(Data extracted from a collection)
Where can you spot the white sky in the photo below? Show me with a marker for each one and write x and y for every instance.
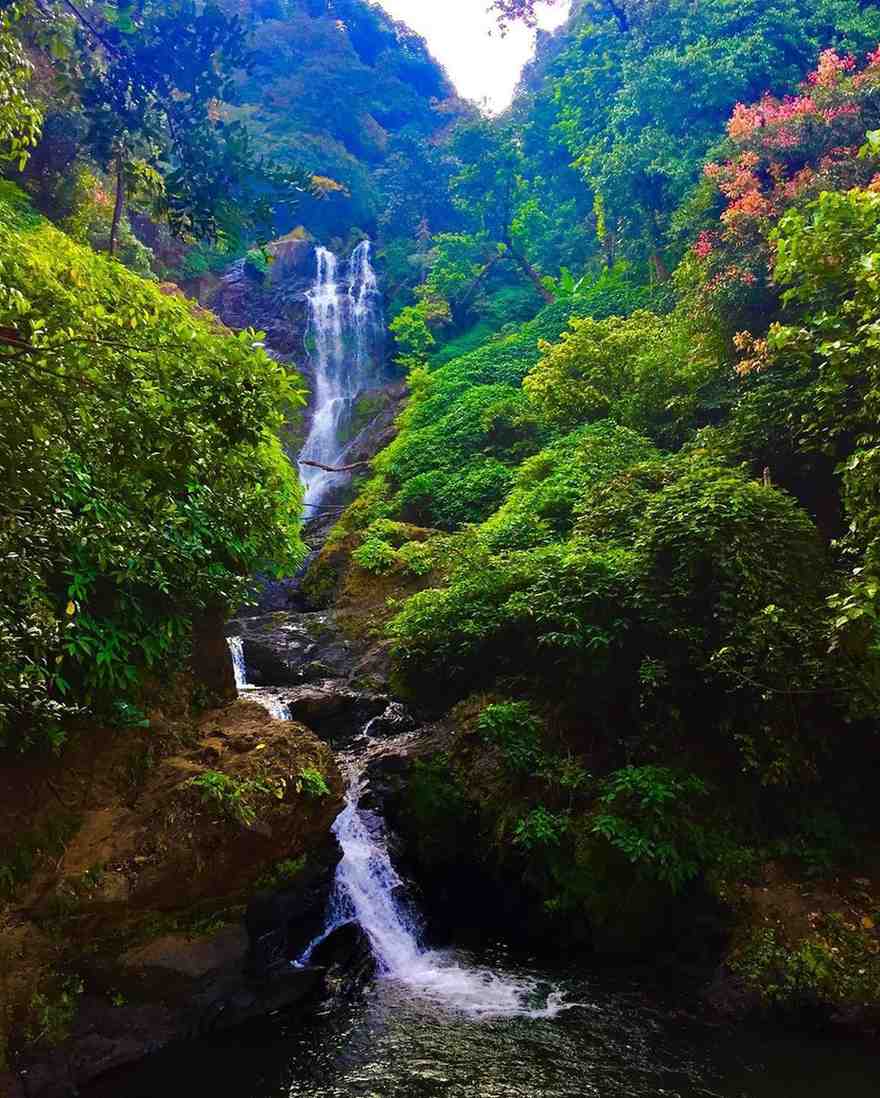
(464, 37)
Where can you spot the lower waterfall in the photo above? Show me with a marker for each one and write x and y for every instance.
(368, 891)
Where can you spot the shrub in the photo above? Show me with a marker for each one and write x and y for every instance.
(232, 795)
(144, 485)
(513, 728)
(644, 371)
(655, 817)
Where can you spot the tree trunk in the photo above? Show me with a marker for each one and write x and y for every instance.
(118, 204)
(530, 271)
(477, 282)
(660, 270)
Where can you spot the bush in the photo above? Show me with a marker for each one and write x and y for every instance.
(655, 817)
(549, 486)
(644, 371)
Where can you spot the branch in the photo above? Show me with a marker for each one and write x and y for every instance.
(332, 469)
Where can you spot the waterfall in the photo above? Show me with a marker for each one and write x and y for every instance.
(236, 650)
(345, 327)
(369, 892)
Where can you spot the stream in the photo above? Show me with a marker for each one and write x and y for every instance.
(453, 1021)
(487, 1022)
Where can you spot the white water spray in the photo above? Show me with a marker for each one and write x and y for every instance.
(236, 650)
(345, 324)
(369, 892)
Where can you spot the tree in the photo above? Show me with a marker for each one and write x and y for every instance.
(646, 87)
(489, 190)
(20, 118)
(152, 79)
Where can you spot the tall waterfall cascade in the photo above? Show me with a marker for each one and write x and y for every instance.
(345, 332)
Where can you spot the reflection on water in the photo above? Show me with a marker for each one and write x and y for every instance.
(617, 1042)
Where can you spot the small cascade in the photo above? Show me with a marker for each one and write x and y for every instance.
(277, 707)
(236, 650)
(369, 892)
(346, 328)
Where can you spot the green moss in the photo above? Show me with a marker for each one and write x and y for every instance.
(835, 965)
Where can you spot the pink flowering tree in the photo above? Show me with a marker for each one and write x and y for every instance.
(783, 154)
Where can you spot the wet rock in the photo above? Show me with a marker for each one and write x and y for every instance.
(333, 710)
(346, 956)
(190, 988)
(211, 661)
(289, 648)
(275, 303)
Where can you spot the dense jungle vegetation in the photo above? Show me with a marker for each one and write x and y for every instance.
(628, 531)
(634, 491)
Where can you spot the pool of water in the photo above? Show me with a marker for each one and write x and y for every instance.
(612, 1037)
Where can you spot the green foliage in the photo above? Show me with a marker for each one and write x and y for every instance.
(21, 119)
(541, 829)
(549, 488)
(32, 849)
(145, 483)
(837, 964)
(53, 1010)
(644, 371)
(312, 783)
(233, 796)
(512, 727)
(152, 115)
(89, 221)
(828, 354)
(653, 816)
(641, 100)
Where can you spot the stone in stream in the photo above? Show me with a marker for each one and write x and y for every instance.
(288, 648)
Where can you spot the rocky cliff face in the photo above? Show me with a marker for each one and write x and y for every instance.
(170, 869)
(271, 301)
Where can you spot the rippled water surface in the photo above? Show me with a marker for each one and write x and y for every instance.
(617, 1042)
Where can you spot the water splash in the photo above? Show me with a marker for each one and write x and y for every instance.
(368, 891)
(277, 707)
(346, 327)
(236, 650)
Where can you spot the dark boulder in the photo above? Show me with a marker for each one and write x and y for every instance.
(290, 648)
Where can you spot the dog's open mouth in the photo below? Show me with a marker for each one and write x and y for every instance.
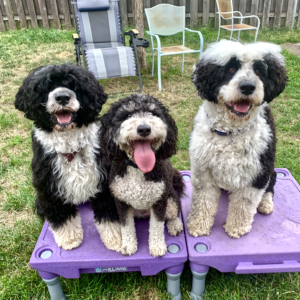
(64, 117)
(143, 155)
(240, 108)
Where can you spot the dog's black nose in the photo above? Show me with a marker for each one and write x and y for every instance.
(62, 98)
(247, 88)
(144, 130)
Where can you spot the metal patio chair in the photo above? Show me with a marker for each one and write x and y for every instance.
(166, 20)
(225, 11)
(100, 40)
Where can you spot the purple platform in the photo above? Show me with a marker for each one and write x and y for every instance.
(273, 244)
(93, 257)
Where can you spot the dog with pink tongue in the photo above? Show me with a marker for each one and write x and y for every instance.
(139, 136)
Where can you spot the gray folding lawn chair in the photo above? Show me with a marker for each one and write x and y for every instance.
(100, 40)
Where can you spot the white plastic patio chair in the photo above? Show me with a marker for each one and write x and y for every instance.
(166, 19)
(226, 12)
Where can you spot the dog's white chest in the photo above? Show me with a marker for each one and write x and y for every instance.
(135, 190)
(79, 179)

§ **Goal of the exercise**
Each entry above should be copied exactly. The pictures should not.

§ **Task solution**
Where can you spot the white sky in the photo below? Show me with a marker for each one and write x and y for every instance.
(464, 37)
Where can you spot the lower waterfall in the photo above? Show me with a marker for each one and write x and y for every instance.
(368, 891)
Where can you spot the shrub in the photo above? Show me with a marker for each one and write x and y for every instance.
(232, 795)
(144, 485)
(513, 728)
(644, 371)
(655, 817)
Where can you spot the tree trunk in the photo above? Show me with a marker for each one and write x and y for every instance.
(118, 204)
(530, 271)
(477, 282)
(660, 270)
Where can you spot the bush in the photo above? Show me with a marker for each one and write x and y for every instance.
(655, 817)
(549, 486)
(644, 371)
Where can you spot the branch in the photo above? Show me with a marker for each one and write x and y for every instance.
(332, 469)
Where can you spot the waterfall in the photo above? Show me with a marker for each one and write x and y for every instance.
(236, 650)
(345, 327)
(369, 892)
Where can you spot the stream in the photo above? Show me with a marker for each one and write x and y for every instance.
(453, 1021)
(487, 1022)
Where can you spot the white water spray in the photo above? Show me with a marker for each one and write x and y for every instance.
(236, 650)
(345, 324)
(369, 892)
Where can you spot the tree in the photo above? Show me with a marker for each one and write x and y for every instance.
(646, 87)
(489, 190)
(20, 118)
(152, 79)
Where can you spot the tall waterfall cascade in the photo above? Show me with a marker for each one and write x and y for every instance.
(345, 332)
Where can you spot the reflection on water in the photo above? Show me with a marker for each one and write x and y for every instance.
(617, 1042)
Where can you spot the small cascade in the photo above? Show me with a marker for each one and write x and y for every instance.
(277, 707)
(236, 650)
(369, 892)
(346, 328)
Where can you spot the green moss in the photo above? Show me with a marker for each one and write x and y for every instance.
(835, 965)
Where can you spot the pink flowering tree in the photo above? Show me with a marker for each one and write x and y for every instance.
(783, 154)
Where can you spot the wet rock in the photo above? Show me with a marker for each one and write x and y for every instance.
(333, 710)
(346, 956)
(190, 988)
(211, 661)
(289, 648)
(275, 303)
Where can you spot the dense jungle vegetation in the photo above? Show me with a marker for each one and write x and y for every instance.
(628, 531)
(634, 491)
Where can you spot the pool of water in the photo above? Show me with a marker for each one and write x and y for every instance.
(612, 1037)
Where can you spot the green foliage in the photo above? Show me with a marker for each one and write x and y for every instance.
(21, 119)
(541, 829)
(549, 488)
(32, 849)
(145, 483)
(837, 964)
(53, 1010)
(644, 371)
(312, 783)
(233, 796)
(512, 727)
(152, 115)
(89, 221)
(828, 354)
(653, 816)
(641, 100)
Where can you spot the stone in stream in the photo above? Show me with a marker for each one and write x and y for every instance.
(288, 648)
Where can you spot the rocky cliff face in the photo above? Show me with a marker for each one and write x and y for every instance.
(170, 869)
(271, 301)
Where can you spot the rippled water surface in the photo above? Show me with a marker for each one and write x and y for every instance.
(617, 1042)
Where can you spot the water splash in the photo above? Show me with a marker for each one and write x and y for every instance.
(368, 891)
(277, 707)
(346, 327)
(236, 650)
Where can you spot the dark boulder in the photo above? Show me with a marker for each one and write x and y for every instance.
(290, 648)
Where can you spot the dog's open mouth in the photo below? Show me with a marker for each one and write x and y for every instance.
(64, 117)
(143, 155)
(240, 108)
Where can you spot the dog's black nose in the photo above? Show me with a marker for each one and write x and y for every instance.
(62, 98)
(247, 88)
(144, 130)
Where can you spot the metal patio chair in the photo above? Show me with a marker for each one and write x and y for every instance.
(166, 20)
(225, 11)
(100, 40)
Where can you spot the purple platform in the photo above? Show me with a marker for each one and write x and y for every instance.
(273, 244)
(93, 257)
Where can you spot the dog with pink tongue in the photo above? Show me with a marker for each one and write x and y for every instance.
(139, 136)
Where can you spot the gray folding lawn chair in the photo above? Show me with a marker for each one and write x and y for every instance.
(100, 40)
Where can you spot the white plastic patio chair in the photo above? Show me with a marker for each one and write x and y for every instance.
(166, 19)
(226, 12)
Where can you spot the dog's white chest in the photo above? Show me with a marker for each one and write x and y for every instance.
(135, 190)
(79, 179)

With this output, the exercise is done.